* Your objective *
Continue the GitHub issue about representing a document with multiple dense-vector embeddings, picking up right after its last line.

Allow representing a document with multiple embeddings (dense vectors)

joshdevins commented 3 years ago

Currently the dense_vector field is a single-valued field. This is a limitation that forces a document to be repeated or split up into multiple documents when it's necessary to have multiple embeddings represent an entire document. This can be cumbersome and introduces either duplication of data or complexity for the application indexing documents and embeddings.

A common scenario for this is when using embeddings to retrieve or rerank documents that have first been split into passages [1]. Each embedding is a representation of a passage (of roughly paragraph length) and document ranking can use, for example, the score of the best matching passage. Other approaches (ColBERT [2]) represent text using a bag of term embeddings, in which case a passage itself is represented by multiple embeddings.

Some initial ideas to improve this:

A multi-valued dense_vector field.

* Data excerpts *
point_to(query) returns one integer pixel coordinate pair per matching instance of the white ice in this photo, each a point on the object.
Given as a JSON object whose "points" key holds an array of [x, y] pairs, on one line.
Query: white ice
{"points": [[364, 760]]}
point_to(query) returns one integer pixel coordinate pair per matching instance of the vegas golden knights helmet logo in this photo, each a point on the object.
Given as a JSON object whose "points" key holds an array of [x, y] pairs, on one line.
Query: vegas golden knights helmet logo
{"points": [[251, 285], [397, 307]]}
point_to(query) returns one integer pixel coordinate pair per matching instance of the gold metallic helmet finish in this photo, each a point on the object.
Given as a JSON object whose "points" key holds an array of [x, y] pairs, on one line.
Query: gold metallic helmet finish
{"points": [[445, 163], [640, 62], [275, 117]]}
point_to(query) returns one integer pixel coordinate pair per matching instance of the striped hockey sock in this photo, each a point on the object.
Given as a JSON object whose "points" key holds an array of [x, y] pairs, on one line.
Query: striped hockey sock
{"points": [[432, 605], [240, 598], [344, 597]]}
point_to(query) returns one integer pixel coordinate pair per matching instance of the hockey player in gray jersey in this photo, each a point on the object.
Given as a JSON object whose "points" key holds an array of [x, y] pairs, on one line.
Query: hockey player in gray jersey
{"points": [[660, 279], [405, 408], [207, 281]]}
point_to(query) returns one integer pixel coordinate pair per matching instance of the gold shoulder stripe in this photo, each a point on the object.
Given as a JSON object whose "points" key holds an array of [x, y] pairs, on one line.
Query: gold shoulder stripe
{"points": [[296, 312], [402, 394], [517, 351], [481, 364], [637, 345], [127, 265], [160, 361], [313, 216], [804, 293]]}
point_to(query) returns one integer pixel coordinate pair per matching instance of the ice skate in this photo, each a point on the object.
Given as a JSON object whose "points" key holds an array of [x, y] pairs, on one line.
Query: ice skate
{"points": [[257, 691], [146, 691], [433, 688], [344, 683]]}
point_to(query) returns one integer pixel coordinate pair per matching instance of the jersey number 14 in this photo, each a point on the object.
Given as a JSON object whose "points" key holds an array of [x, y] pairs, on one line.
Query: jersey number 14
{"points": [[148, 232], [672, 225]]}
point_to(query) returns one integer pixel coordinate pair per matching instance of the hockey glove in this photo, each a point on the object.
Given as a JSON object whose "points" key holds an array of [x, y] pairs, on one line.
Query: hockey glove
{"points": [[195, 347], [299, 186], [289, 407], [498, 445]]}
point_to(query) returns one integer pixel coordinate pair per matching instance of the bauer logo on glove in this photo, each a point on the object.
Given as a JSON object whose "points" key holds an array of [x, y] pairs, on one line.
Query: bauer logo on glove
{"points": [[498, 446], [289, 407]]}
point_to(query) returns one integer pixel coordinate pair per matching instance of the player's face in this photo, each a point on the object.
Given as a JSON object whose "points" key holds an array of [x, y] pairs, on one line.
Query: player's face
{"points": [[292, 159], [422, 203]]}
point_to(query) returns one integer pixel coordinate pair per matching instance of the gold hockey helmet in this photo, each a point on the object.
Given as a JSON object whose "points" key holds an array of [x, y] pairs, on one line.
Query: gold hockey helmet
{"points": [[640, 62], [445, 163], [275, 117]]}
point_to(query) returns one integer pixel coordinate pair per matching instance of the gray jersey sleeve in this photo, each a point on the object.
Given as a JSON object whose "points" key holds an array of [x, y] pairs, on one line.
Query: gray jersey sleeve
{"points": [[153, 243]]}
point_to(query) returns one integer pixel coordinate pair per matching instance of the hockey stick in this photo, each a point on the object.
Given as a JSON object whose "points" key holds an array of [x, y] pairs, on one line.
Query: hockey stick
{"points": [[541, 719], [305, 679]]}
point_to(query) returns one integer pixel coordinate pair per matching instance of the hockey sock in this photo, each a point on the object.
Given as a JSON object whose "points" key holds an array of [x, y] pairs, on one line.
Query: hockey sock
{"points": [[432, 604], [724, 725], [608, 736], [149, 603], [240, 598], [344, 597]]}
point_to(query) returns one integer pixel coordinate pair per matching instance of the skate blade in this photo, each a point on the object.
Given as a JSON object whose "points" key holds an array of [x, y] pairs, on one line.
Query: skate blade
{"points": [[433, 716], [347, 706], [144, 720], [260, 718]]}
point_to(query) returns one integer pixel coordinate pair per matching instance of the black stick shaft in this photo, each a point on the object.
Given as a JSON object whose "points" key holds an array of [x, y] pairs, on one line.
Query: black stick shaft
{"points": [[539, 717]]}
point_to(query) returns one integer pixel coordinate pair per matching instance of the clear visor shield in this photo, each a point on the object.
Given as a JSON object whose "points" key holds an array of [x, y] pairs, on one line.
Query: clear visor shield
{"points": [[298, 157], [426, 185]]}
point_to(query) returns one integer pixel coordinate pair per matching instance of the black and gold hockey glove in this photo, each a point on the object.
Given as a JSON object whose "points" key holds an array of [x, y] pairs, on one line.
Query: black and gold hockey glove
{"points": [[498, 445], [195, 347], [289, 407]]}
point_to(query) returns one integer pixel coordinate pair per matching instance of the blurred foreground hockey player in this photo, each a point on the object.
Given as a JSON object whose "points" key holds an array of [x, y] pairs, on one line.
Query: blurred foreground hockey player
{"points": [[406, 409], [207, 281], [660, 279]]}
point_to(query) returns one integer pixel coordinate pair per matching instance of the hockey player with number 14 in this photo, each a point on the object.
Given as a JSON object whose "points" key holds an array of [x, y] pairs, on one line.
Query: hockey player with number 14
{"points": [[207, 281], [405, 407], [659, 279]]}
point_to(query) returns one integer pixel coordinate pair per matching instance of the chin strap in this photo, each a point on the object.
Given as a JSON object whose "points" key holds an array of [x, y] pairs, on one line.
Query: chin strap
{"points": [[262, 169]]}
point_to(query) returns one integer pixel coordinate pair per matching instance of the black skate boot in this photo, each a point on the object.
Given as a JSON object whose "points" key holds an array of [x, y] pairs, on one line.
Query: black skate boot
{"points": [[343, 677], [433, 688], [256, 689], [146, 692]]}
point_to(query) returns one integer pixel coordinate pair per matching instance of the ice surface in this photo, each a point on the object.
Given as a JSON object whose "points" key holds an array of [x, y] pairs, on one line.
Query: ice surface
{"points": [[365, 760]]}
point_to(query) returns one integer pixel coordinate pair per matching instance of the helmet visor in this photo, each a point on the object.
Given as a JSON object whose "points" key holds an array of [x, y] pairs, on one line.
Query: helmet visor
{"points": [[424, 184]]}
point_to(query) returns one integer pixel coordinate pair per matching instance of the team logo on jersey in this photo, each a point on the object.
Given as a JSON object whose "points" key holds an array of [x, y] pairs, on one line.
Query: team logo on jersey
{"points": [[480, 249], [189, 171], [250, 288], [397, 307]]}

* Reply *
Perhaps like with ranking_features, another field type that supports n vectors/embeddings — dense_vectors
A matrix field type, since embeddings for a document share the same dimensionality. This introduces the possibility to also perform matrix operations between documents or between a static/query matrix and a document matrix for ranking tasks. An alternative to this would be to support tensor of 1, 2, 3 dimensions (for example) which is likely more appropriate than a matrix.

[1] Pretrained Transformers for Text Ranking: BERT and Beyond, Section 3.3 Multi-Stage Ranking Architectures — From Passage to Document Ranking [2] ColBERT: Efficient and Effective Passage Search via Contextualized Late Interaction over BERT

elasticmachine commented 3 years ago

Pinging @elastic/es-search (Team:Search)

madisonb commented 2 years ago

Our team would love to have this feature as well. Our use case is similar in that we have a document with an array of images that we want to turn into vectors to search through them. We lose all of the other information about the document if we split the images into their own index, but would love to support a simple use case like so:

# multi-image tweet
{
  "body content": "<tweet content>",
  "author": "me",
  ...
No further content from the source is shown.